Aim of the exercise>
Copy out every line in the records below that contains the string "holding". Case counts.

Source data>
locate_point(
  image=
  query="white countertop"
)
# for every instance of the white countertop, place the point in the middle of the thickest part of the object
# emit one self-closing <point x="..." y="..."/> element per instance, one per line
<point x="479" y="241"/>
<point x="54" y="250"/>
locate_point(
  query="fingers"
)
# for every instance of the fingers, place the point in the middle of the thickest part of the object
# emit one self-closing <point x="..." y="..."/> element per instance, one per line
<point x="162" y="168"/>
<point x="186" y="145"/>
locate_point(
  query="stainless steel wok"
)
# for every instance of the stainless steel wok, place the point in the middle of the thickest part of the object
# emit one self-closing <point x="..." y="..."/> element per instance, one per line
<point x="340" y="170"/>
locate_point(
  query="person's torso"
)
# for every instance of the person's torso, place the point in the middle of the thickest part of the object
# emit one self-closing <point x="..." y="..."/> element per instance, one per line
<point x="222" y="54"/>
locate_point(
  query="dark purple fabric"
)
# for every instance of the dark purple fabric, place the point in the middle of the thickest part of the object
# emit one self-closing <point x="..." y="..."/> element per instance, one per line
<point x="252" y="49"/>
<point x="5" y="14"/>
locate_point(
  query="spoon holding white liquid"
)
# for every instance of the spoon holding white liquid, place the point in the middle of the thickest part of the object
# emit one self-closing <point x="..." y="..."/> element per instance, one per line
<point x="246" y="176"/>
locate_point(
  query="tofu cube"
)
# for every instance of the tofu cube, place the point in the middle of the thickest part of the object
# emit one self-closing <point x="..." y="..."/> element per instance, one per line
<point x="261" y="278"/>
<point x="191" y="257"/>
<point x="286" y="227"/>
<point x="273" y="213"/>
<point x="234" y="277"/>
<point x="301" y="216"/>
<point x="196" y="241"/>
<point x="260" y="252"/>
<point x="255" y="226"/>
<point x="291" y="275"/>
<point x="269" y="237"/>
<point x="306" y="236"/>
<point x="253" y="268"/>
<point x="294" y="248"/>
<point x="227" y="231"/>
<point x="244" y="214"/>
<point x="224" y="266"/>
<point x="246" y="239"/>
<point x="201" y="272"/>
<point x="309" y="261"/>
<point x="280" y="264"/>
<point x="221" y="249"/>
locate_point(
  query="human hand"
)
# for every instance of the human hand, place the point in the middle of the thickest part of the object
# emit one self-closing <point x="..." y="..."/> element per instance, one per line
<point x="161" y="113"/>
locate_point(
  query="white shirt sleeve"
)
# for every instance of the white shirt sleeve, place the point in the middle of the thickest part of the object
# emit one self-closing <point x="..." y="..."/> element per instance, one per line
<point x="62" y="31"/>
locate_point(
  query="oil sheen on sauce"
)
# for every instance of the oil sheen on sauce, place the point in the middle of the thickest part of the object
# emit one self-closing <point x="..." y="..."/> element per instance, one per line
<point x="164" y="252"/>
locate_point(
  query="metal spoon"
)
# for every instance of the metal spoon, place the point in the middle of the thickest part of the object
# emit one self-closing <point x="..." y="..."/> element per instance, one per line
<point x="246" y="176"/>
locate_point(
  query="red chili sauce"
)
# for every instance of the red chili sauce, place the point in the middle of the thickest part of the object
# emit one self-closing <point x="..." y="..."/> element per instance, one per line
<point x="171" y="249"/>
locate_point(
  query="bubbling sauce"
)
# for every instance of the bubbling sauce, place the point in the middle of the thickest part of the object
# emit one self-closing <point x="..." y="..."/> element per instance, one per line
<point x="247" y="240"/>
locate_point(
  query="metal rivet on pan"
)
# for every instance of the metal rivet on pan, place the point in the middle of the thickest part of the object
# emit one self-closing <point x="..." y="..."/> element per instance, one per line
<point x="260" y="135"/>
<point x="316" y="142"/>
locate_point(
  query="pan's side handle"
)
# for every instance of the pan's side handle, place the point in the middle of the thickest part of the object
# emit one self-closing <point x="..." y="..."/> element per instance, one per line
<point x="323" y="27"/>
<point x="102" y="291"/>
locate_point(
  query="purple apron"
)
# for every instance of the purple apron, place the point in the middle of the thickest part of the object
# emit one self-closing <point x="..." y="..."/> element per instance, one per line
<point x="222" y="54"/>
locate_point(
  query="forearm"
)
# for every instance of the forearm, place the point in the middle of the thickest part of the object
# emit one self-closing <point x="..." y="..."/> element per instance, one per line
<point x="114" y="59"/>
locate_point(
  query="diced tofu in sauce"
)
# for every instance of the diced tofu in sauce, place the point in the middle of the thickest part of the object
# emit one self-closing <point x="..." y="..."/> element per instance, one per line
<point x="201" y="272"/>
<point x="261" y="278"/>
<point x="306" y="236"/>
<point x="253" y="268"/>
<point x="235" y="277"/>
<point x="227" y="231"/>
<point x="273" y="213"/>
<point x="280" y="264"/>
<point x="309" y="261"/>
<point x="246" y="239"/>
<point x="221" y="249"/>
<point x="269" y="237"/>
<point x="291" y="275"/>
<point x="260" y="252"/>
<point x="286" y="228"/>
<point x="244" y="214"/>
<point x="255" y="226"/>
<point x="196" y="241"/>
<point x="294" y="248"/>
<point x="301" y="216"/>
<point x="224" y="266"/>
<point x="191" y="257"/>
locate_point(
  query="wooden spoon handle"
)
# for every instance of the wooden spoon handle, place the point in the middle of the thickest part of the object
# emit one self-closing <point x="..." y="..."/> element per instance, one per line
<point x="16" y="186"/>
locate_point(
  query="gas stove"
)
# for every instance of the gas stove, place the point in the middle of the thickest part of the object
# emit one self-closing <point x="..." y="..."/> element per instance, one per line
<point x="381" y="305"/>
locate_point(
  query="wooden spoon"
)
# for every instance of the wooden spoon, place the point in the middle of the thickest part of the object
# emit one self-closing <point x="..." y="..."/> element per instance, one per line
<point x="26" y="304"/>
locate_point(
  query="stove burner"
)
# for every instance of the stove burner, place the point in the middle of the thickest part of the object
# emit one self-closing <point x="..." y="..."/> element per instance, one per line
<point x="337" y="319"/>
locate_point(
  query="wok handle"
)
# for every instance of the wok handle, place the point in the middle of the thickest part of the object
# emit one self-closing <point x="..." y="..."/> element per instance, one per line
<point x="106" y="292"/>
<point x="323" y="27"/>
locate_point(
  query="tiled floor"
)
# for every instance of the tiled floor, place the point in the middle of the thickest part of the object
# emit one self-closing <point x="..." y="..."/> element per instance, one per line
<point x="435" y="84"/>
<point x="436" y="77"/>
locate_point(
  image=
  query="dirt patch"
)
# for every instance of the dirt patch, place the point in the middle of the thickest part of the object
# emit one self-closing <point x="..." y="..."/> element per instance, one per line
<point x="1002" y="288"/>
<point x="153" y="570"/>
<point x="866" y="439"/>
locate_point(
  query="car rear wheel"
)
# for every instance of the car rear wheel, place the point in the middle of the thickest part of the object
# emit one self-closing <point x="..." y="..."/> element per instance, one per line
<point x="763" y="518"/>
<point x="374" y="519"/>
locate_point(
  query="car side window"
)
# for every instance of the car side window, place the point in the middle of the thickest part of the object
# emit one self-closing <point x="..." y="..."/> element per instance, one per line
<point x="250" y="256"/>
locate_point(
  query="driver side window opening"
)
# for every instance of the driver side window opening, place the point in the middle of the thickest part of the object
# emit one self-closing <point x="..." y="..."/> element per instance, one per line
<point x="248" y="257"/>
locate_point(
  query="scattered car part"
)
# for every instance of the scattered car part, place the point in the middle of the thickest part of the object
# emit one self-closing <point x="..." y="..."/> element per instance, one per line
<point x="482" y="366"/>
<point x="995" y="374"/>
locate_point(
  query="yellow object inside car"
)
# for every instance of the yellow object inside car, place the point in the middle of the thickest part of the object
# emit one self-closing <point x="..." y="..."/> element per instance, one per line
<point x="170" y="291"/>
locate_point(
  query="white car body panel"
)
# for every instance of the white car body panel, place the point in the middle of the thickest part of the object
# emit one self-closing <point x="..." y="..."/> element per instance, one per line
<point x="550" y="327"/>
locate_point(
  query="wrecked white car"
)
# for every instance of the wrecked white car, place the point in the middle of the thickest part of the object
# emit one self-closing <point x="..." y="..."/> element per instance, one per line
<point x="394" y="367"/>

Correct response>
  query="spoon holding white liquid"
# for every instance of the spoon holding white liquid, place the point in the middle of the thickest part of the object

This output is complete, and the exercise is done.